## WHAT TO WORK ON
Print all the data, keeping every line exactly as it is.
....
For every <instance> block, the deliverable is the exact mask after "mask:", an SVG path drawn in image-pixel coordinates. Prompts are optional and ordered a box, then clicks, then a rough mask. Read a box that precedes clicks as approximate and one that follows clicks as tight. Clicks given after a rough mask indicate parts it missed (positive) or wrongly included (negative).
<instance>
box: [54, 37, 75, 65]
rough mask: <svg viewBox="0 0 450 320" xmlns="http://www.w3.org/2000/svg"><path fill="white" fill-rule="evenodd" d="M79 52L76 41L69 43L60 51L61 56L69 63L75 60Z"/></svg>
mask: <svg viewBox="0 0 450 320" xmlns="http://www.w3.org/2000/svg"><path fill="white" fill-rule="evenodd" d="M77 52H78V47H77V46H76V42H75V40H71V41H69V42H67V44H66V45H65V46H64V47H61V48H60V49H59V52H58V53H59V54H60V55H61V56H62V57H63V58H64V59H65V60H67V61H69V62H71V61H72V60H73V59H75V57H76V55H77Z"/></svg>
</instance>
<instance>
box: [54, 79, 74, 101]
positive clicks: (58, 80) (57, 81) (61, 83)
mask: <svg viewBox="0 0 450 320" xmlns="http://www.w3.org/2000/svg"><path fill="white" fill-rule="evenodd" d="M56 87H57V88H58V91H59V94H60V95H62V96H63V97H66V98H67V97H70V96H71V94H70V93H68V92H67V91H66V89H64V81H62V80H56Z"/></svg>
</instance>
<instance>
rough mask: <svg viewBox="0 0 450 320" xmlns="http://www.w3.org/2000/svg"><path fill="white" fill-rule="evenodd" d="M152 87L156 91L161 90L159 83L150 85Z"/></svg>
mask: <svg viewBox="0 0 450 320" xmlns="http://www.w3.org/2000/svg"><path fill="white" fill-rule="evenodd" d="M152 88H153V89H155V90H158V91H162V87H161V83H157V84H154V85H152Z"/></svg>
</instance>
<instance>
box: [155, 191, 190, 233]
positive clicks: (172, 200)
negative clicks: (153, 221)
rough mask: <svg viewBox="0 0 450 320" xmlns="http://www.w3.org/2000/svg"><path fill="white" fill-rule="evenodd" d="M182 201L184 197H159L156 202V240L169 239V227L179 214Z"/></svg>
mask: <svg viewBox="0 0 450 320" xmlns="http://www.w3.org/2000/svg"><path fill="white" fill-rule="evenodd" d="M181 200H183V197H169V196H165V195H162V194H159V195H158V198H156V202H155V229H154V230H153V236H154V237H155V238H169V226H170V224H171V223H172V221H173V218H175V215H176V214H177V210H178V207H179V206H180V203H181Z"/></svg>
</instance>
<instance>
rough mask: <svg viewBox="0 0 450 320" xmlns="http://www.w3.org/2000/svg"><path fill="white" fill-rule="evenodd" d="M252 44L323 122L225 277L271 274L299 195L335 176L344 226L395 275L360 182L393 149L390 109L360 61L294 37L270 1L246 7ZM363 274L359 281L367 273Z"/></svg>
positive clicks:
....
## COMPLETED EXERCISE
For every <instance> block, the deliverable is the exact mask after "mask:", an SVG path drawn in image-pixel coordinates. Prompts are optional and ordered a box, then clicks, then a rough mask. Read a box that precedes clicks as approximate and one that follows clicks as tight. Clicks given after a rough mask indicate parts it missed (positive) or wrongly included (negative).
<instance>
box: [54, 37, 75, 65]
rough mask: <svg viewBox="0 0 450 320" xmlns="http://www.w3.org/2000/svg"><path fill="white" fill-rule="evenodd" d="M79 52L76 41L69 43L60 51L61 56L69 63L75 60Z"/></svg>
mask: <svg viewBox="0 0 450 320" xmlns="http://www.w3.org/2000/svg"><path fill="white" fill-rule="evenodd" d="M77 52H78V47H77V46H76V42H75V40H71V41H69V42H67V44H66V45H65V46H64V47H61V48H60V49H59V52H58V53H59V54H60V55H61V56H62V57H63V58H64V59H65V60H67V61H69V62H71V61H72V60H73V59H75V57H76V55H77Z"/></svg>
</instance>
<instance>
box: [54, 79, 74, 101]
positive clicks: (58, 80) (57, 81) (61, 83)
mask: <svg viewBox="0 0 450 320" xmlns="http://www.w3.org/2000/svg"><path fill="white" fill-rule="evenodd" d="M56 87H57V88H58V91H59V94H60V95H62V96H63V97H66V98H67V97H70V96H71V94H70V93H68V92H67V91H66V89H64V81H62V80H56Z"/></svg>
</instance>
<instance>
rough mask: <svg viewBox="0 0 450 320" xmlns="http://www.w3.org/2000/svg"><path fill="white" fill-rule="evenodd" d="M152 87L156 91L161 90L159 83L150 85Z"/></svg>
mask: <svg viewBox="0 0 450 320" xmlns="http://www.w3.org/2000/svg"><path fill="white" fill-rule="evenodd" d="M152 88H153V89H155V90H158V91H162V87H161V83H157V84H154V85H152Z"/></svg>
</instance>
<instance>
box: [155, 191, 190, 233]
positive clicks: (172, 200)
negative clicks: (153, 221)
rough mask: <svg viewBox="0 0 450 320" xmlns="http://www.w3.org/2000/svg"><path fill="white" fill-rule="evenodd" d="M182 201L184 197H159L156 202V240L169 239V227L179 214Z"/></svg>
mask: <svg viewBox="0 0 450 320" xmlns="http://www.w3.org/2000/svg"><path fill="white" fill-rule="evenodd" d="M181 200H183V197H169V196H165V195H162V194H159V195H158V198H156V202H155V229H154V230H153V236H154V237H155V238H169V226H170V224H171V223H172V221H173V218H175V215H176V214H177V210H178V207H179V206H180V203H181Z"/></svg>
</instance>
<instance>
rough mask: <svg viewBox="0 0 450 320" xmlns="http://www.w3.org/2000/svg"><path fill="white" fill-rule="evenodd" d="M252 44L323 122L225 277L271 274L299 195L335 176L344 226L395 275L360 182L393 149L390 109L360 61L294 37L270 1L246 7ZM363 274L359 281L367 273Z"/></svg>
positive clicks:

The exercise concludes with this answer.